» **Extracted data**:

------------------------------------------------------------------------

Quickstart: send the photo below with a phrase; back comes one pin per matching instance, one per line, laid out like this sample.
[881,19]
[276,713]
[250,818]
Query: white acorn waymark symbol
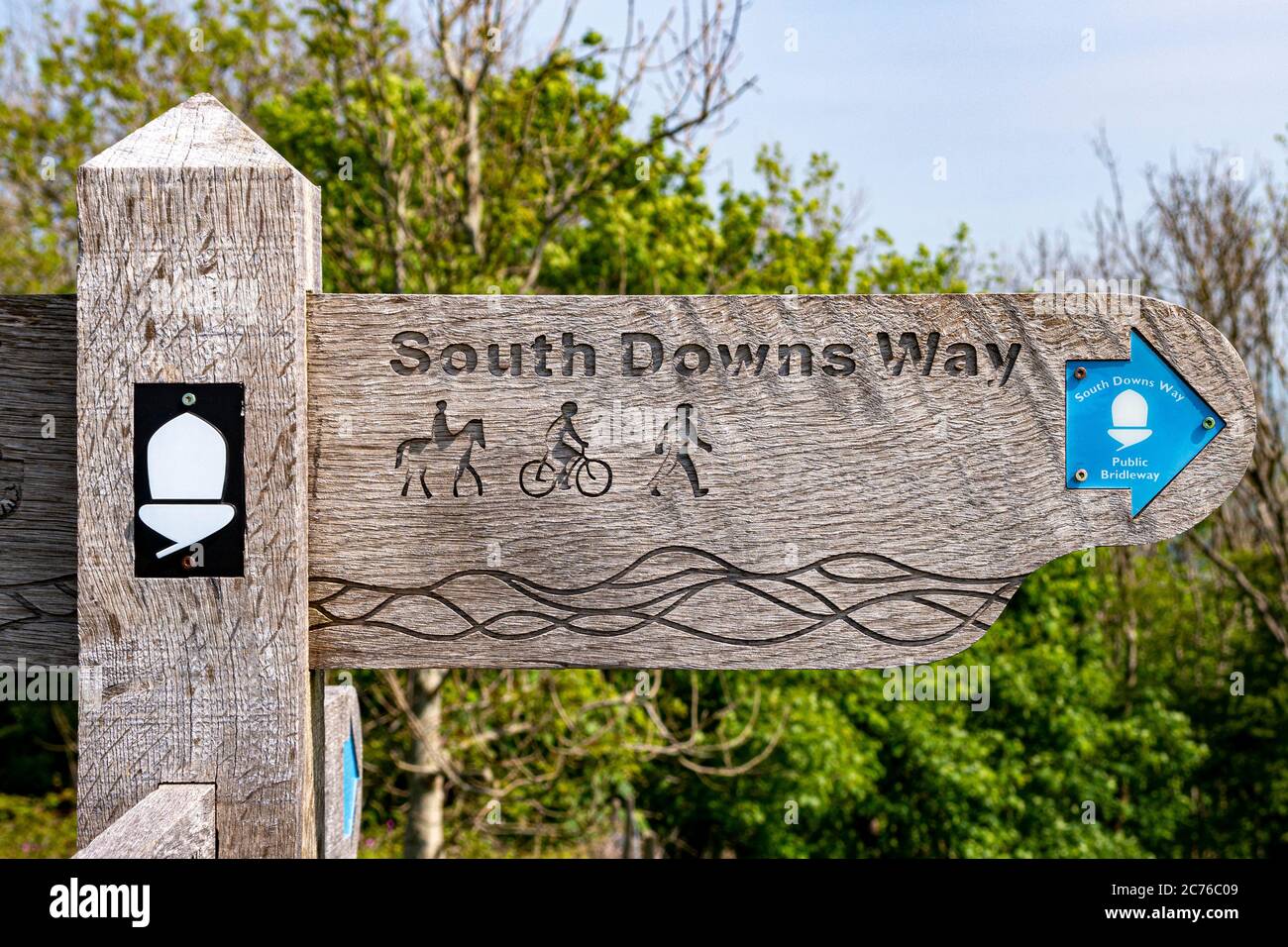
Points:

------------------------------------------------------------------------

» **Given request**: Please copy the material above line for line, with no change to the wording, and leave the picture out of your copy.

» **Answer to this task**:
Quickstart: send the photo below with a phrase; back comes one pin per matching instance, one per line, laid out like this sample.
[881,19]
[276,713]
[250,818]
Query: white acorn waymark symbol
Points:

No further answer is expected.